Task objective:
Render every line of the data below as a numbered list, skipping blank lines.

⟨

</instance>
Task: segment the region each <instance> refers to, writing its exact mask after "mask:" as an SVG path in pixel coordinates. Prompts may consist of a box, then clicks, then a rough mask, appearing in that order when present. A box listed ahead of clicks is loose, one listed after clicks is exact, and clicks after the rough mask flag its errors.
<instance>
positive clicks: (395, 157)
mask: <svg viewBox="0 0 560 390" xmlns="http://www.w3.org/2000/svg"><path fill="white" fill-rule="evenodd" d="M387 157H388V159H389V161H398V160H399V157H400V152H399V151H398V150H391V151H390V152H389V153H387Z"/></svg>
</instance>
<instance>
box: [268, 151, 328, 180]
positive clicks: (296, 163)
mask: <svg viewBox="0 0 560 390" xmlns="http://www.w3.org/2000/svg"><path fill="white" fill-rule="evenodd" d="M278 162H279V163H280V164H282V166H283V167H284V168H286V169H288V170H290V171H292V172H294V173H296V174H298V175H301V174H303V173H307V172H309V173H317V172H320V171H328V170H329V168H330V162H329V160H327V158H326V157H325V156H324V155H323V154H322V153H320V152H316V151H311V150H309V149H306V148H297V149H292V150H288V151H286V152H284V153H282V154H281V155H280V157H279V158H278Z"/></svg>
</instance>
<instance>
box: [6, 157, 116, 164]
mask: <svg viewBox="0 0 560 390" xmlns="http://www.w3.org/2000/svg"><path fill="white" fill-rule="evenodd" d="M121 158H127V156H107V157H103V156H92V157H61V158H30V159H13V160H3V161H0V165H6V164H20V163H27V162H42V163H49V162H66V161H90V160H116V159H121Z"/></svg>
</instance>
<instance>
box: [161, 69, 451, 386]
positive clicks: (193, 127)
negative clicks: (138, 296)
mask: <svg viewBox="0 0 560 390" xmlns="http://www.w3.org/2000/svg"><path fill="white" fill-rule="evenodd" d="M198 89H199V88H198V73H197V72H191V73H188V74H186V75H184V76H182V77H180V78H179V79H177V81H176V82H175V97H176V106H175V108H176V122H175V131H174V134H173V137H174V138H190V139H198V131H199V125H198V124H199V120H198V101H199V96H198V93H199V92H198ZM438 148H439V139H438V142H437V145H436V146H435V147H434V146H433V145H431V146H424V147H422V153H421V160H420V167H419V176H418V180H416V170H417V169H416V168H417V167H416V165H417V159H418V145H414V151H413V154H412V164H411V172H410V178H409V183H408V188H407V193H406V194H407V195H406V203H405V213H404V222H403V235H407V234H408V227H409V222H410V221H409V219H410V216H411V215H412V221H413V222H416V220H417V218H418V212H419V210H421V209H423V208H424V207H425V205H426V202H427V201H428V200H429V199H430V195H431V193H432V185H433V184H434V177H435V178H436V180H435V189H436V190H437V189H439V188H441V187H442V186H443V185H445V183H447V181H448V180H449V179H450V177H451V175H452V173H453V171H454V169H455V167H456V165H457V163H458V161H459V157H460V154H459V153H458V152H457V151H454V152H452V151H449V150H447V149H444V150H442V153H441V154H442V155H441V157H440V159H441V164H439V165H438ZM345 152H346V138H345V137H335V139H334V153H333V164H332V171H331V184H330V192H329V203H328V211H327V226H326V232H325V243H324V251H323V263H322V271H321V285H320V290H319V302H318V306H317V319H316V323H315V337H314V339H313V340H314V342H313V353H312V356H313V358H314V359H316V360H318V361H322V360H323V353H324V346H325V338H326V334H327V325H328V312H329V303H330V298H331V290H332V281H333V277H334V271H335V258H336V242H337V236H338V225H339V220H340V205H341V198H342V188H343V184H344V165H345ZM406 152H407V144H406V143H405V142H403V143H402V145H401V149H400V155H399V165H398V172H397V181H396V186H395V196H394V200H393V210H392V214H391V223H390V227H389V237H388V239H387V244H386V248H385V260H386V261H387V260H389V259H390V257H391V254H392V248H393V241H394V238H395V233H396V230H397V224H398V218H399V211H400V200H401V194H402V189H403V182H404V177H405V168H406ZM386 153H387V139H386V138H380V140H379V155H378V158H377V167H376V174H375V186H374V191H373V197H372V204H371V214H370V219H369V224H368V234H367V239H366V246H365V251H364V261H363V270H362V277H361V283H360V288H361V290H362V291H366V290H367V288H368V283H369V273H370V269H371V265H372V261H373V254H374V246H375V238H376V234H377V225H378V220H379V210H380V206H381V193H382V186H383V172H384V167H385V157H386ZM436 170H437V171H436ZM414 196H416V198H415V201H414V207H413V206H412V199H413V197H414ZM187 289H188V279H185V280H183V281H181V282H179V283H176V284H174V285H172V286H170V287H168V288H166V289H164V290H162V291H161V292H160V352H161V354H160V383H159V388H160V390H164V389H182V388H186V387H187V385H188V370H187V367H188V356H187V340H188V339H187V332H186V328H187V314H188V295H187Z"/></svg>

⟩

Response to this exercise:
1. </instance>
2. Task: segment the region each <instance> refers to, writing its exact mask after "mask:" as an SVG path in pixel coordinates. Prompts may consist of a box, then clicks, then a rough mask, appearing in that order when present. A box listed ahead of clicks is loose, one listed after clicks is exact, and clicks after the rough mask flag its errors.
3. <instance>
4. positive clicks: (395, 157)
5. mask: <svg viewBox="0 0 560 390" xmlns="http://www.w3.org/2000/svg"><path fill="white" fill-rule="evenodd" d="M387 157H388V159H389V161H398V160H399V157H400V152H399V151H398V150H391V151H390V152H389V153H387Z"/></svg>
6. </instance>
7. <instance>
8. box: [268, 151, 328, 180]
9. positive clicks: (296, 163)
10. mask: <svg viewBox="0 0 560 390" xmlns="http://www.w3.org/2000/svg"><path fill="white" fill-rule="evenodd" d="M278 162H279V163H280V164H282V166H283V167H284V168H286V169H288V170H290V171H292V172H294V173H296V174H298V175H301V174H303V173H307V172H309V173H317V172H320V171H328V170H329V168H330V162H329V160H327V158H326V157H325V156H324V155H323V154H322V153H320V152H316V151H311V150H309V149H306V148H297V149H292V150H288V151H286V152H284V153H282V154H281V155H280V157H279V158H278Z"/></svg>
11. </instance>
12. <instance>
13. box: [6, 157, 116, 164]
14. mask: <svg viewBox="0 0 560 390" xmlns="http://www.w3.org/2000/svg"><path fill="white" fill-rule="evenodd" d="M121 158H127V156H107V157H103V156H92V157H61V158H30V159H13V160H3V161H0V165H6V164H20V163H27V162H42V163H49V162H66V161H90V160H116V159H121Z"/></svg>
15. </instance>
16. <instance>
17. box: [161, 69, 451, 386]
18. positive clicks: (193, 127)
19. negative clicks: (138, 296)
20. mask: <svg viewBox="0 0 560 390" xmlns="http://www.w3.org/2000/svg"><path fill="white" fill-rule="evenodd" d="M198 89H199V88H198V73H197V72H191V73H188V74H186V75H184V76H182V77H180V78H179V79H177V81H176V82H175V97H176V106H175V108H176V122H175V131H174V134H173V137H174V138H190V139H198V131H199V125H198V124H199V120H198V101H199V96H198V93H199V92H198ZM438 148H439V139H438V142H437V145H436V146H435V147H434V146H433V145H431V146H424V147H422V153H421V160H420V167H419V176H418V180H416V170H417V169H416V168H417V167H416V165H417V159H418V145H414V151H413V154H412V164H411V172H410V178H409V183H408V188H407V193H406V194H407V195H406V203H405V213H404V222H403V235H407V234H408V227H409V222H410V221H409V219H410V216H411V215H412V221H413V222H416V220H417V218H418V212H419V210H421V209H423V208H424V207H425V205H426V202H427V201H428V200H429V199H430V195H431V193H432V185H433V184H434V177H435V178H436V180H435V189H436V190H437V189H439V188H441V187H442V186H443V185H445V183H447V181H448V180H449V179H450V177H451V175H452V173H453V171H454V169H455V167H456V165H457V163H458V161H459V157H460V154H459V153H458V152H457V151H454V152H452V151H449V150H447V149H444V150H442V153H441V154H442V155H441V157H440V159H441V164H439V165H438ZM345 152H346V138H345V137H335V139H334V153H333V164H332V171H331V184H330V192H329V203H328V211H327V226H326V232H325V243H324V251H323V263H322V271H321V285H320V290H319V302H318V306H317V319H316V323H315V337H314V339H313V340H314V342H313V353H312V356H313V358H314V359H316V360H318V361H322V360H323V353H324V346H325V338H326V334H327V325H328V312H329V303H330V298H331V290H332V281H333V277H334V271H335V258H336V242H337V236H338V225H339V220H340V205H341V198H342V188H343V184H344V165H345ZM406 152H407V144H406V143H405V142H403V143H402V145H401V149H400V155H399V165H398V172H397V181H396V186H395V196H394V200H393V210H392V214H391V223H390V227H389V237H388V239H387V244H386V248H385V260H386V261H387V260H389V259H390V257H391V254H392V248H393V241H394V238H395V233H396V230H397V224H398V218H399V211H400V200H401V194H402V189H403V182H404V177H405V168H406ZM386 153H387V139H386V138H380V140H379V155H378V158H377V167H376V174H375V186H374V191H373V197H372V204H371V214H370V219H369V224H368V234H367V239H366V246H365V251H364V261H363V270H362V277H361V283H360V288H361V290H362V291H366V290H367V288H368V283H369V273H370V269H371V265H372V261H373V254H374V246H375V238H376V234H377V225H378V220H379V210H380V206H381V193H382V186H383V172H384V167H385V157H386ZM436 170H437V171H436ZM414 196H416V198H415V201H414V207H413V206H412V199H413V197H414ZM187 289H188V279H185V280H183V281H181V282H179V283H176V284H174V285H172V286H170V287H168V288H166V289H164V290H162V291H161V292H160V352H161V354H160V383H159V388H160V390H164V389H182V388H186V387H187V385H188V370H187V367H188V356H187V340H188V339H187V332H186V328H187V314H188V295H187Z"/></svg>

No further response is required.